## Passage to read:
>> START
Marketing. It’s the art of influencing, persuading and gently nudging people towards your product or services. To learn the science behind it, I’ve had a chat with the grand master of influence and persuasion – Dr. Robert Cialdini.
Well, a long time ago I did write Influence and it focused on what to put inside a message to move people in our direction. And it proved to be so successful that I didn’t want to just plant a set of bushes around the tree that Influence had become, I wanted to wait until I had the seed for another tree. And that took me a long time before the idea for Pre-Suasion came along, which is about the process of arranging your audience to be sympathetic to your message before they encounter it.
Privileged moments are the moments that we create immediately before we present an idea or proposal or recommendation so that people are attuned to that idea, recommendation, or proposal before they ever encounter it. And we do that by creating a mindset in them that is consistent with the goal of our message.
Here was a study that I like to talk about. It was done by some marketing researchers who walked up to individuals and asked them to participate in a marketing survey for no compensation, only 29% of them agreed to participate under those circumstances.
But if the researcher first asked a pre-suasive question, “Do you consider yourself a helpful person?,” people thought for a moment and almost all of them said “yes.” Then the research said, “Well, could you help us with our marketing survey?”
And now 77% agreed. So you can go from 29% to 77% assent, right? By changing the state of mind that people were in before you asked the question. Put them in mind of their helpfulness and they want to be helpful as a consequence, they want to be consistent with that view of themselves that you’ve now raised to consciousness.
This has to do with the way that we’ve moved recently into digital marketing, e-commerce, and so on. Of course someone who wants to use a pre-suasive moment to move people in a direction of their yet to be delivered message, right? Should recognize that the first thing a visitor sees to a website is the landing page, and probably the background images on that landing page. There was a study done in which an online furniture store sent half of its visitors, just as a test, to a landing page with the background wallpaper depicting fluffy clouds.
They sent the other half to a landing page with background wallpaper depicting coins, money. Those who saw the fluffy clouds in the background then rated comfort as the most important feature in selecting a piece of furniture, a sofa for example, right? They then searched the site for comfort-related features and ultimately preferred to purchase comfortable furniture. Those who were sent to the landing site with coins rated price as the most important feature, searched for cost-related aspects of the furniture, and preferred to purchase inexpensive furniture.
>> END
## Dataset excerpt:
>> START
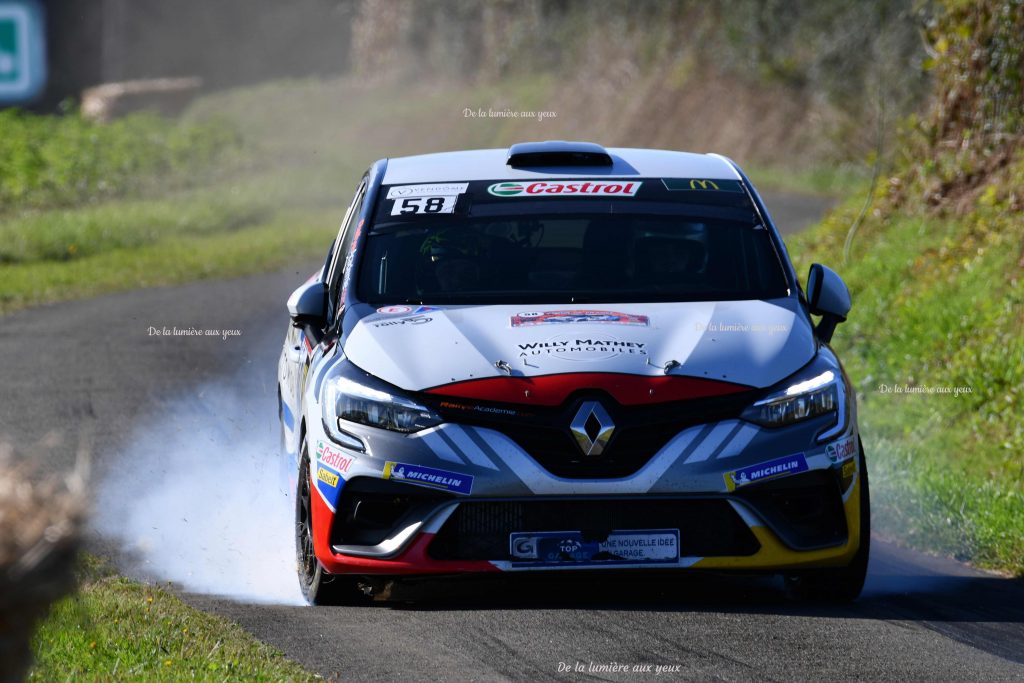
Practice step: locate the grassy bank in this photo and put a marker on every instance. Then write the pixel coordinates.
>> END
## Short exercise A:
Set down the stretch of the interview on pre-suasion from "Privileged moments are" through "of our message.".
## Short exercise B:
According to the interview on pre-suasion, what percentage of people agreed to the marketing survey after first being asked whether they considered themselves a helpful person?
## Short exercise C:
Rewrite the paragraph of the interview on pre-suasion that begins "They sent the other half" as a short list, keeping its main facts.

## Written solution A:
Privileged moments are the moments that we create immediately before we present an idea or proposal or recommendation so that people are attuned to that idea, recommendation, or proposal before they ever encounter it. And we do that by creating a mindset in them that is consistent with the goal of our message.

## Written solution B:
77%

## Written solution C:
- The other half of the furniture store's visitors were sent to a landing page with background wallpaper depicting coins.
- Visitors who saw fluffy clouds rated comfort as the most important feature in choosing furniture, searched the site for comfort-related features, and preferred to buy comfortable furniture.
- Visitors who saw coins rated price as the most important feature, searched for cost-related aspects, and preferred to buy inexpensive furniture.